Reading text
....
Renovations for the Music Building courtyard have been completed this semester with a new facade, hanging gardens, art and a common space around the Voertman Performance Hall. Plans for the space’s renovations were proposed by the Dean of the College of Music John W. Richmond and SmithGroup Architects were hired in Spring 2018 to develop a concept and design.
Construction began in May of this year and the official grand opening ceremony took place on Oct. 3rd. The approved budget for this project was $2.6 million.
“The courtyard was a space that was in pretty sad shape and no one used the space other than to walk through on their way to another space,” Associate Dean for Operations at the College of Music Jon Nelson said. “We really wanted the space to be much more inviting and to be a space that students, faculty and guests would use to congregate in at any time of the day.”
Several faculty members of the College of Music insisted that the area should be upgraded for better visibility and lighting and more utilization of the courtyard itself.
“The vision was to have an extension of the Voertman Hall lobby for guests to gather before and after concerts,” Building Manager for the College of Music Rebeca Galindo said. “The old courtyard just did not have that. This renovation has brought life to the courtyard. You can see people sitting at the tables and even classes being conducted outside if whether permits.”
....
Set exercise 1
Reproduce word for word the portion of the courtyard renovation article that opens with the words containing "Several faculty members" and closes with "the courtyard itself.".
Set exercise 2
Carry on the article about the Music Building courtyard renovation from the point where it currently ends.

[Named-object pointing records]
....
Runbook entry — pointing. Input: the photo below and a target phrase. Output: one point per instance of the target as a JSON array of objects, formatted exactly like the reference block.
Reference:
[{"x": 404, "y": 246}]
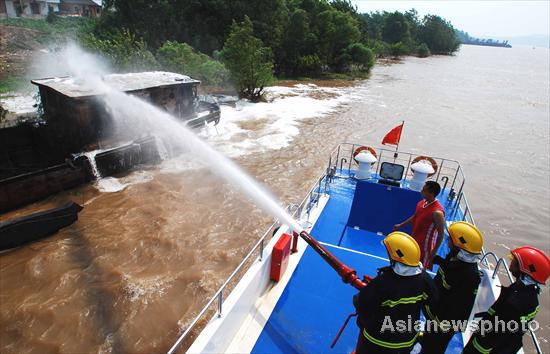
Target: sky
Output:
[{"x": 486, "y": 19}]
....
Exercise answer 1
Several faculty members of the College of Music insisted that the area should be upgraded for better visibility and lighting and more utilization of the courtyard itself.

Exercise answer 2
The college wanted these new installations to help create a more open and approachable environment for its students and faculty members.
“This space will provide a sitting area for students to enjoy chatting with their classmates or simply have a peaceful time outdoors,” Galindo said. “With the nice screen in the area, the students and general public can be informed about the college and the concerts to come.”
According to Sr. Auxiliary Planning Manager Janell Cottam, the courtyard’s drainage system also needed improvement as there was concern that some of the drain lines below ground were clogged and not functioning.
The patio surface was sinking along the North Wall, and there was concern for what might be happening underground in that location, Cottam said.
Nelson anticipates that the newly renovated courtyard will also be used to hold concert events, receptions and gatherings.
“The space vastly improves the overall look and feel of this significant entrance to the college and provides us with a very pleasant space that can be used for post-concert receptions,” Nelson said. “Previously, we might see one lone student out there for a short period in the span of a week. While now, we often see 20 to 30 people out there many times per day.”
The Music Building is now in the midst of three other renovation projects that will hopefully be finished in stages some time in the next year.
A recent facilities study has shown a need to build new facilities that would replace the Music Annex, Bain Hall and both of the old practice buildings. Currently, the college is working to raise funding for the first large phase of building.
“We are currently completely renovating our old choir room, which should be completed by the start of Spring 2020, and will be renovating our Recital Hall and the MEIT Theater next summer,” said Nelson. “There are a number of other similar projects that are needed to provide better sound isolation within the college, while providing more comfortable and useable spaces.”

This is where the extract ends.